DATASET ENTRIES:
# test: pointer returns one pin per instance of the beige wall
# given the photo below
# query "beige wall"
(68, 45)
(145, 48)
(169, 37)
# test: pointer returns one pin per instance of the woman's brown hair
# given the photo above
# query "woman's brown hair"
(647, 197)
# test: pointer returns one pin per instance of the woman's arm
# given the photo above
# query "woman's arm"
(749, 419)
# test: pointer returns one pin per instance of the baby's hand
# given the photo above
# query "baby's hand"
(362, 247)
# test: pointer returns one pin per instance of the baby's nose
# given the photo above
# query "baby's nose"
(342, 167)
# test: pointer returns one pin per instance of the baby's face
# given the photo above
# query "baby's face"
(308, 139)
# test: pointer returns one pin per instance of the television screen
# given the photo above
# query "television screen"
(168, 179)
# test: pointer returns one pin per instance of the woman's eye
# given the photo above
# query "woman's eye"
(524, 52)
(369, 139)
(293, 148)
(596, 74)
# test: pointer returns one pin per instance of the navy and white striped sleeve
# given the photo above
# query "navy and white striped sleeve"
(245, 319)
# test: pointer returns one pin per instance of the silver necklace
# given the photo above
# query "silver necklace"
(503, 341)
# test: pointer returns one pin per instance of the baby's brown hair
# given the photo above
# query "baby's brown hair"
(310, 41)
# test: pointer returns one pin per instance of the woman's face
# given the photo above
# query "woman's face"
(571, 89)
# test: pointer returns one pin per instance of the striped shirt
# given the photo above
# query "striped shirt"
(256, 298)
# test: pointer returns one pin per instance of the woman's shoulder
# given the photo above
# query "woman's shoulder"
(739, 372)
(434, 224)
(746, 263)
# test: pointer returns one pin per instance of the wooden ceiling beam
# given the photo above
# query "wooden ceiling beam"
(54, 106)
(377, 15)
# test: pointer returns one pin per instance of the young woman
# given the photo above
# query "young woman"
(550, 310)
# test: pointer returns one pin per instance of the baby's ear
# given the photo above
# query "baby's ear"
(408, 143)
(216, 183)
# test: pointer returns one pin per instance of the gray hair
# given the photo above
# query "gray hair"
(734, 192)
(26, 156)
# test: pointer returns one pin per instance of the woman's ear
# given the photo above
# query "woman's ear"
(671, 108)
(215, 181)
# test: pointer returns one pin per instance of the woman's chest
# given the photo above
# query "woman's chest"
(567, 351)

TASK: Convert the entries above into a Markdown table with two columns, "Row" and "Line," putting each line in its own numbered row and leaving out blank lines.

RESULT:
| Row | Line |
|---|---|
| 1 | # test: pointer returns one pin per instance of the beige wall |
| 2 | # given the photo below |
| 3 | # query "beige wall" |
| 4 | (68, 45) |
| 5 | (145, 48) |
| 6 | (169, 37) |
| 7 | # test: pointer returns one pin per instance of the woman's brown hair |
| 8 | # given the photo above |
| 9 | # query "woman's brown hair" |
| 10 | (647, 197) |
| 11 | # test: pointer returns one pin per instance of the woman's arm |
| 12 | # given the photo above |
| 13 | # query "woman's arm" |
| 14 | (749, 419) |
| 15 | # test: pointer returns one pin per instance of the baby's hand |
| 16 | # given the photo above |
| 17 | # query "baby's hand" |
| 18 | (362, 247) |
| 19 | # test: pointer returns one pin per instance of the baby's nose |
| 20 | # given the photo above |
| 21 | # query "baby's nose" |
| 22 | (342, 167) |
| 23 | # test: pointer returns one pin per instance of the baby's face |
| 24 | # given the photo above |
| 25 | # query "baby's face" |
| 26 | (308, 139) |
| 27 | # test: pointer returns one pin per instance of the television screen |
| 28 | # given the photo above |
| 29 | # query "television screen" |
| 30 | (168, 179) |
| 31 | # test: pointer returns one pin per instance of the woman's eye |
| 32 | # given the photo above |
| 33 | # query "woman's eye" |
| 34 | (524, 52) |
| 35 | (369, 139) |
| 36 | (293, 148) |
| 37 | (596, 74) |
| 38 | # test: pointer returns one pin per instance of the navy and white striped sleeve |
| 39 | # given the photo above |
| 40 | # query "navy and white striped sleeve" |
| 41 | (245, 319) |
| 42 | # test: pointer returns one pin per instance of the silver necklace |
| 43 | # given the photo above |
| 44 | # query "silver necklace" |
| 45 | (503, 341) |
| 46 | # test: pointer returns one pin per instance of the baby's brown hair |
| 47 | # given the photo above |
| 48 | # query "baby's brown hair" |
| 49 | (310, 41) |
| 50 | # test: pointer returns one pin per instance of the woman's face |
| 51 | # given the photo above |
| 52 | # query "woman's face" |
| 53 | (571, 89) |
| 54 | # test: pointer returns one pin per instance of the striped shirt |
| 55 | # given the photo above |
| 56 | # query "striped shirt" |
| 57 | (256, 298) |
| 58 | # test: pointer returns one pin per instance of the woman's shoulder |
| 59 | # given the photo above |
| 60 | # query "woman's shoulder" |
| 61 | (739, 372) |
| 62 | (434, 224) |
| 63 | (746, 263) |
| 64 | # test: pointer returns one pin per instance of the wooden ceiling beam |
| 65 | # given the photo above |
| 66 | # query "wooden ceiling beam" |
| 67 | (54, 106) |
| 68 | (377, 15) |
| 69 | # test: pointer returns one pin per instance of the young woman |
| 70 | # given the photo above |
| 71 | # query "young woman" |
| 72 | (550, 310) |
| 73 | # test: pointer returns one pin per instance of the baby's ear |
| 74 | # given the photo above |
| 75 | # query "baby's ear" |
| 76 | (408, 143) |
| 77 | (216, 183) |
| 78 | # test: pointer returns one pin per instance of the gray hair |
| 79 | # given the photo above |
| 80 | # query "gray hair" |
| 81 | (734, 192) |
| 82 | (26, 156) |
| 83 | # test: pointer returns one pin per instance of the woman's ear |
| 84 | # given the photo above |
| 85 | # query "woman's ear" |
| 86 | (671, 108) |
| 87 | (215, 181) |
| 88 | # test: pointer returns one pin per instance of the woman's chest |
| 89 | # given the photo above |
| 90 | # query "woman's chest" |
| 91 | (567, 351) |